• [DESCRIPTION OF THE TASK] Rescale the material below from the line containing "Task: in the photo above, where can the pedestrian" through the line containing "x=12, y=427", both included. Repeat every line in that stretch, multiplying each x and y coordinate in the answers by 0.7 and rounding to whole numbers with halves rounding up, leave all other text unchanged, and output only those lines.

• [INPUT MATERIAL]
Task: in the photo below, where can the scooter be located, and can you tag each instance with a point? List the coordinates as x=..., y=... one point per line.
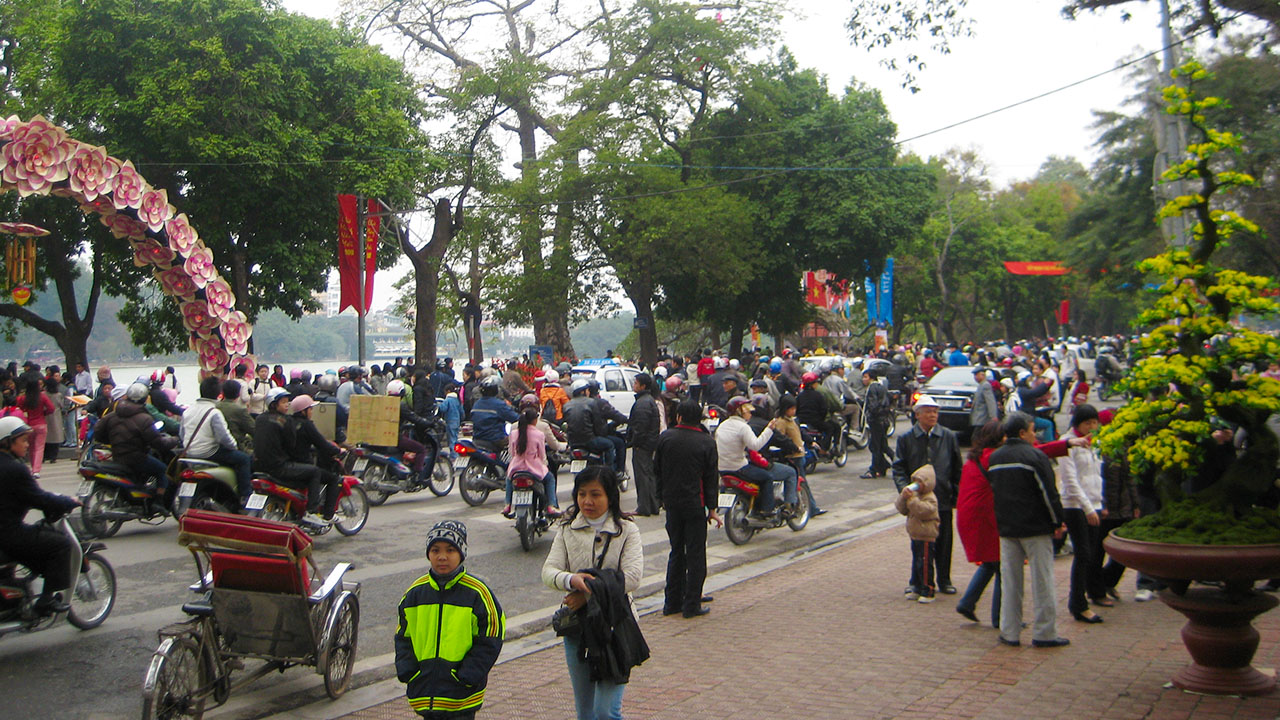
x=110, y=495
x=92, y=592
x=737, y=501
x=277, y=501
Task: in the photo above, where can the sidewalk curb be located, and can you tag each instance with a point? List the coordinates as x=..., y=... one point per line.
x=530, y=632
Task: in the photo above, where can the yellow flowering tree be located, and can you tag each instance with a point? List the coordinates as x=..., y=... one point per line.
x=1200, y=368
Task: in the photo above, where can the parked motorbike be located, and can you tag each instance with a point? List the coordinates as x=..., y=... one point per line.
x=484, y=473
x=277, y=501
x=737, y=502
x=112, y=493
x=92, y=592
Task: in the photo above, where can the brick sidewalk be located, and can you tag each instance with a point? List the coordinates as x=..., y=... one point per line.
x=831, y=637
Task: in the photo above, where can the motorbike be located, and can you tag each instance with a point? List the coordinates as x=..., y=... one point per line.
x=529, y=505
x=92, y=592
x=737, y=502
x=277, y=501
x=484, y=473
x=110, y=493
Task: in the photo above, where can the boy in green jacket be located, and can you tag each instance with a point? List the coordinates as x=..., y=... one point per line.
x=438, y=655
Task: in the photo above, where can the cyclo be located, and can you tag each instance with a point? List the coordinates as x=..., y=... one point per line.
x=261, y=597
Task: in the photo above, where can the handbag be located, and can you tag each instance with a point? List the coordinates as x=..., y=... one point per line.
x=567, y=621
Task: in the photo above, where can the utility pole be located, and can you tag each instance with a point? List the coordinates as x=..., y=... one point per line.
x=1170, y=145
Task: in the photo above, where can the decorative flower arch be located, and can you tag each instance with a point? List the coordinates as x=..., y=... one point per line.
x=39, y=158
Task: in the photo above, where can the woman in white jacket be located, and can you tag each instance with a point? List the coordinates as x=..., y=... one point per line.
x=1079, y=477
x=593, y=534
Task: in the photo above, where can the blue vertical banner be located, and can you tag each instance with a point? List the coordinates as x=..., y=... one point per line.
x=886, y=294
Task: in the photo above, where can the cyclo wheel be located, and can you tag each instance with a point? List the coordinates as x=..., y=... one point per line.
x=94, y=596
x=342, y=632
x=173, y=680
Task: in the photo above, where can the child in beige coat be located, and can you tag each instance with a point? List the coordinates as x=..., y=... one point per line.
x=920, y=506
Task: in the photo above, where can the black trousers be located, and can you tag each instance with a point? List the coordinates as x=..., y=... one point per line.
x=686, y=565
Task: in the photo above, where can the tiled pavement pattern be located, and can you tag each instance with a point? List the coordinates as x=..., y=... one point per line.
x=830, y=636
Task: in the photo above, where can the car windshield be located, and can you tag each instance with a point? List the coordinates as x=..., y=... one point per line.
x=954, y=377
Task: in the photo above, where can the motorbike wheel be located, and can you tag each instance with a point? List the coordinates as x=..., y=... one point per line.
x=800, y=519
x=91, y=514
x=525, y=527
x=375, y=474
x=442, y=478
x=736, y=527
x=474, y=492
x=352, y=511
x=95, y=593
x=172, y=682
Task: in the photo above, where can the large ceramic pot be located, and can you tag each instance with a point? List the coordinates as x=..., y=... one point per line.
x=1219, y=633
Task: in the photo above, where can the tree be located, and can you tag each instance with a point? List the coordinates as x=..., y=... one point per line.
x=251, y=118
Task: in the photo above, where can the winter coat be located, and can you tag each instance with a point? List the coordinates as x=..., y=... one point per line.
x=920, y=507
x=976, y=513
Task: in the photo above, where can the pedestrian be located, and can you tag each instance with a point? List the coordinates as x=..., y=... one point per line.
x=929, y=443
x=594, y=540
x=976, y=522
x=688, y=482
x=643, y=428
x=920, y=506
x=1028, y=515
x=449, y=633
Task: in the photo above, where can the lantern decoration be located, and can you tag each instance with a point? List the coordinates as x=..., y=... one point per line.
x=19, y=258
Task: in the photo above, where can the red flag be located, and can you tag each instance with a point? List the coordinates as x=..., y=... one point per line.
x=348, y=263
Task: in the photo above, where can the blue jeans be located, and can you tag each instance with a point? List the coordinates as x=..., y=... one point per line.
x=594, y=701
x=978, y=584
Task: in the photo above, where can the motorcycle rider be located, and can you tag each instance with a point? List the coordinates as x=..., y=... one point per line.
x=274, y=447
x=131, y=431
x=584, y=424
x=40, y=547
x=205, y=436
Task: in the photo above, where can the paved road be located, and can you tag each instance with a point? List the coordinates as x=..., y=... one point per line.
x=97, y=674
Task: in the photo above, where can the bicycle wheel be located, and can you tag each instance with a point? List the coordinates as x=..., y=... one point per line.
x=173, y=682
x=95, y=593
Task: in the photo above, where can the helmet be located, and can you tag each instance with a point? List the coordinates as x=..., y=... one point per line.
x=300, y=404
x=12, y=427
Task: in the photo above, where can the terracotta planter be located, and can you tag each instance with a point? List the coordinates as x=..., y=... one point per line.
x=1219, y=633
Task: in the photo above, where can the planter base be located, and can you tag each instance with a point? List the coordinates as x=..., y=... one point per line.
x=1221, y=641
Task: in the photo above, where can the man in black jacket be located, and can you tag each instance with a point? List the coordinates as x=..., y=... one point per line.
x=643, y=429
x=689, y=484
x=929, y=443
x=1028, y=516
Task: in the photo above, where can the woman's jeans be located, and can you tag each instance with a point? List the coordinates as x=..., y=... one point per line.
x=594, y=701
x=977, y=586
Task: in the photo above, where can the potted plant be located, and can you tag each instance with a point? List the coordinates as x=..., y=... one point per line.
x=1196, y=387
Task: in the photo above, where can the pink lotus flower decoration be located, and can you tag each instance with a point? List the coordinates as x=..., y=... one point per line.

• [SOLUTION FOR THIS PROBLEM]
Task: in the photo above, where can the pedestrian be located, and can you tag each instance with a point? List the coordinates as x=..., y=... one point per line.
x=650, y=310
x=416, y=378
x=683, y=365
x=482, y=337
x=450, y=300
x=644, y=354
x=720, y=361
x=314, y=443
Task: in the photo above, where can the lantern decoration be located, and can you tag each instance with a point? List the coordinates as x=..., y=... one point per line.
x=13, y=181
Task: in the photo above, where can the red flag be located, and can you tag each instance with a point? List the coordinates as x=..., y=... one point per line.
x=244, y=184
Task: in the photo above, where can the blue jeans be located, and can you tag each instance with a point? List the coordinates as x=..., y=... one point per line.
x=416, y=491
x=685, y=409
Task: in the photo above, where can the motorcycle rider be located, and can you tag each instance with a point? List the coordinates as x=..., y=... one point per line.
x=192, y=313
x=92, y=302
x=409, y=297
x=28, y=383
x=144, y=305
Task: in the photo above, where can the paved road be located, and can you tag each instance with a point? List the coordinates as x=..., y=... one point per line.
x=68, y=472
Task: in the photo above, where can the bicycle wheel be located, and can you tag each instance with a point? List the coordinates as x=..., y=... one point per line.
x=121, y=477
x=67, y=415
Task: in the photo above, where can the helmet be located, and can you tag each instance with a point? List the coordinates as x=..., y=... one point per line.
x=210, y=283
x=8, y=299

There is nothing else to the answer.